# Trecho da página

# # # # #

Começou nesta semana a quadra chuvosa (fevereiro-maio) no Ceará, período marcado pelos maiores volumes de chuva ao longo do ano. A expectativa é de precipitação acima da média, com apenas 20% de chance de pluviometria abaixo da normal climatológica para o próximo trimestre. Em 2021, no entanto, o ano como um todo encerrou com acumulado de chuva 13,7% abaixo da média histórica no Ceará.
O índice, quando observado de forma isolada, não representa grande disparidade da normal climatológica. Contudo, alguns municípios receberam volumes ainda menores, o que abre margem para uma análise.
Em um Estado fincado na região semiárida nordestina, onde o abastecimento humano tem íntima dependência dos reservatórios, como é viver em locais cuja pluviometria é diminuta? E como a agricultura - ainda que a familiar, àquela usada para subsistência - consegue sobreviver? O Diário do Nordeste traçou um raio x do cotidiano dessas cidades.
Oito dos 184 municípios encerram 2021 com chuva média abaixo dos 400 milímetros:
- Parambu, Quiterianópolis, Independência, Madalena, Itatira, Irauçuba, General Sampaio e Icapuí
Entre estes municípios, um fato em comum: a adaptação à pouca água. Isso, no entanto, não quer dizer que não há dificuldades persistentes, mas que as pessoas passaram a ser mais resilientes e menos dependentes das águas que caem do céu.

# # # # #

# Entradas de dados
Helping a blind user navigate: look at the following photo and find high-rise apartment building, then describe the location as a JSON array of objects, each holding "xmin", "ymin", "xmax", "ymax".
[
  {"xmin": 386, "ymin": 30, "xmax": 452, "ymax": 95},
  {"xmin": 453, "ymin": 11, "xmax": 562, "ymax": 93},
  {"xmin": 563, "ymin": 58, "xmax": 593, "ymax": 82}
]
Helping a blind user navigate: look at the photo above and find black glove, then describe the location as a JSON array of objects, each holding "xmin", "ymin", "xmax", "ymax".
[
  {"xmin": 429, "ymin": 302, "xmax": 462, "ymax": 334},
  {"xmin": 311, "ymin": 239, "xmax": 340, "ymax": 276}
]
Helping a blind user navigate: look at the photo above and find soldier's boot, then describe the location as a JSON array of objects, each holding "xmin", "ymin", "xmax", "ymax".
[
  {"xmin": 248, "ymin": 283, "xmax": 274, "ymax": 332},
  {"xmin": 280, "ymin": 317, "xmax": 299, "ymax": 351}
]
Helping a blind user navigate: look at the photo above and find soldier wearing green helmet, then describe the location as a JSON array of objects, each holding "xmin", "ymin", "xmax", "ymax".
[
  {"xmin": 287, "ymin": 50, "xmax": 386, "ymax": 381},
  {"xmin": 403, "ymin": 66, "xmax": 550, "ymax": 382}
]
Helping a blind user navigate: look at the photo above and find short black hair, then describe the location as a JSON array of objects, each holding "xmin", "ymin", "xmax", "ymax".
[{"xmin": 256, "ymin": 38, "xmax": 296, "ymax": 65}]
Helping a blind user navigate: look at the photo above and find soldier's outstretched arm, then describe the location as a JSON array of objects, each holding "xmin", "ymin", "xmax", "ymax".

# # # # #

# Tarefas a realizar
1. Liste os municípios que, segundo o texto sobre as chuvas no Ceará, encerraram 2021 com chuva média abaixo dos 400 milímetros.
2. Extraia do texto sobre as chuvas no Ceará, sem nenhuma alteração, o trecho que começa pelas palavras que contêm "O índice, quando" e termina em "para uma análise.".
Nada nas entradas é necessário para resolver as tarefas.

# Respostas elaboradas
1. Parambu, Quiterianópolis, Independência, Madalena, Itatira, Irauçuba, General Sampaio e Icapuí.

2.
O índice, quando observado de forma isolada, não representa grande disparidade da normal climatológica. Contudo, alguns municípios receberam volumes ainda menores, o que abre margem para uma análise.